Source document ▸

--- START ---

Economic Growth. Spring 2016. Christian Groth
Afterthoughts (follow-ups on lectures). Chronological.
12/2 1. The slides from today's lecture are here.
2. On the arithmetic growth of life expectancy, look here. Notice the slope in Fig. 1: For every ten years, female life expectancy in the record-holding country increases by two and a half year!!
3. Comment to DA, Figure 1.15, p. 18:
In Levine, R., and D. Renelt (1992), A sensitivity analysis of cross-country growth regressions, American Economic Review, vol. 82, 942-963, the authors find that among over 50 different regressors only the share of investment in GDP, other than initial per capita income, is strongly correlated with growth in income per capita.
4. Comment to DA, Ch. 2, p. 28, on the importance of the nonrival character of "ideas" or "technical knowledge":
Let A denote the "level of technical knowledge" and assume the production function Y = F(K, L, A) has CRS w.r.t. K and L and positive marginal productivities w.r.t. K and L. Average labor productivity is y = Y/L= F(K/L,1, A). We see that the non-rivalry of technical knowledge implies that labor productivity depends on the total stock of knowledge, not on this stock per worker. In contrast, labor productivity depends on capital per worker, not on the total stock of capital. This is because capital is a rival good.

--- END ---

(Records from a point-labeling set)
--- START ---

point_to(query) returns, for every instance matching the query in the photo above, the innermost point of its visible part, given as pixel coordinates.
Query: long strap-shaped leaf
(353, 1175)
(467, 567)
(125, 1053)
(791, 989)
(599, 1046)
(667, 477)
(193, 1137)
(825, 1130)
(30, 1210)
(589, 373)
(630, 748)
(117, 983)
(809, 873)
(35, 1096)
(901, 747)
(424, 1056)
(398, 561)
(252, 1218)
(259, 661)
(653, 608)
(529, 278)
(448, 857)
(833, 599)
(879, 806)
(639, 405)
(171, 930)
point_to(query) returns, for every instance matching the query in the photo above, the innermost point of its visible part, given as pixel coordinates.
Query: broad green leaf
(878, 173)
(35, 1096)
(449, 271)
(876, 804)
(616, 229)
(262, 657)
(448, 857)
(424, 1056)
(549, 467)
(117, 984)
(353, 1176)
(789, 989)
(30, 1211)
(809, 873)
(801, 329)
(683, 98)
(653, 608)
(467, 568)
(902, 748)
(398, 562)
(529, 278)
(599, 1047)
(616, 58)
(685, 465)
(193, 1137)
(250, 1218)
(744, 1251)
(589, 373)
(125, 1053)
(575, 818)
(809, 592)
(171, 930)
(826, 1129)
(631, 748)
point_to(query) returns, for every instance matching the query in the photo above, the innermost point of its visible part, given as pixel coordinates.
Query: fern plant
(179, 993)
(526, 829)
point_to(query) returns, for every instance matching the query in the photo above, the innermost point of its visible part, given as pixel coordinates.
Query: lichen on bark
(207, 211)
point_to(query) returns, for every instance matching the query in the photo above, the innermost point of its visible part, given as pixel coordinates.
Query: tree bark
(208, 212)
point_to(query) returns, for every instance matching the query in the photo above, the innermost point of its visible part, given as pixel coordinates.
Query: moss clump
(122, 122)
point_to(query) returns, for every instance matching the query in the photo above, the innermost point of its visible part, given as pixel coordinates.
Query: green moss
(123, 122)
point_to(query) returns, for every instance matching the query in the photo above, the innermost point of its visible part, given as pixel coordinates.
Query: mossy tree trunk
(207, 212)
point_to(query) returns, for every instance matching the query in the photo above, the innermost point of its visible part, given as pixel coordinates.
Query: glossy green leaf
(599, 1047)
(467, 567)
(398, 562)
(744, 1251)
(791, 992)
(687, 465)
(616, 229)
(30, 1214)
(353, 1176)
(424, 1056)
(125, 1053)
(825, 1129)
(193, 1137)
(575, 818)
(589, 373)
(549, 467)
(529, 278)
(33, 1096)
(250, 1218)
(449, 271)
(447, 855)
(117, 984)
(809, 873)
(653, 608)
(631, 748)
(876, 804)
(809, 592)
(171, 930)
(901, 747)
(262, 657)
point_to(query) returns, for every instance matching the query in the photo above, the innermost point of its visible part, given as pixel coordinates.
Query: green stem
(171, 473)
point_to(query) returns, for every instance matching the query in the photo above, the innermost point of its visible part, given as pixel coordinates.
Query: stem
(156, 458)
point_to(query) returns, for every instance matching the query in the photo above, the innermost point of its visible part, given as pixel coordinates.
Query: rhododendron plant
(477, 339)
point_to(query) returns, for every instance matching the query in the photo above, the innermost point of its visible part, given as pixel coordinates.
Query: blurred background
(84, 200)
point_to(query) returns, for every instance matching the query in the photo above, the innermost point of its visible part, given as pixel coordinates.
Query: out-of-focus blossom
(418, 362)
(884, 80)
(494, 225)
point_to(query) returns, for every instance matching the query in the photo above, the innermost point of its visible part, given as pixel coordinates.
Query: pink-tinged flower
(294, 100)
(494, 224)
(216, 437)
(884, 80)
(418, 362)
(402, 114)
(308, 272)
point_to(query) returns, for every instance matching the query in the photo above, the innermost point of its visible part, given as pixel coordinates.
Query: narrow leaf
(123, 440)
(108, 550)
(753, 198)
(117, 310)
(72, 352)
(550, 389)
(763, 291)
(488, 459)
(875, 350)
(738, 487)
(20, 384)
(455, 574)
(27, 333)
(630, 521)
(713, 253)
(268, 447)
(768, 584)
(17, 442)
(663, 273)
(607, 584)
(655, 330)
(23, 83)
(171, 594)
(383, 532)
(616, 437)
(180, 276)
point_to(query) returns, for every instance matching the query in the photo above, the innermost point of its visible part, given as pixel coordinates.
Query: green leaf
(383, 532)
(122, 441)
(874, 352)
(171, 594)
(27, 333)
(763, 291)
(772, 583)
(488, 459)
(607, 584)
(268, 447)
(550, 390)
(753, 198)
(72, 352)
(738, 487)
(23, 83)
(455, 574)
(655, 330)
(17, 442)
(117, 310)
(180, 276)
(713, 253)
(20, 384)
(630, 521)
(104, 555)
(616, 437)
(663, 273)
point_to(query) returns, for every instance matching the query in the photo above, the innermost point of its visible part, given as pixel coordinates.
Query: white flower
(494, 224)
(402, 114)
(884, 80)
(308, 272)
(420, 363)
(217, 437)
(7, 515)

--- END ---

Set exercise A ▸ Write out everything in the lecture notes from "2. On the arithmetic" down to "a half year!!".
Set exercise B ▸ Please extract every line of the listing that contains the string "bark", treating uppercase and lowercase as different.
The lecture notes and the listing have nothing to do with each other.

Response A ▸
2. On the arithmetic growth of life expectancy, look here. Notice the slope in Fig. 1: For every ten years, female life expectancy in the record-holding country increases by two and a half year!!

Response B ▸
Query: lichen on bark
Query: tree bark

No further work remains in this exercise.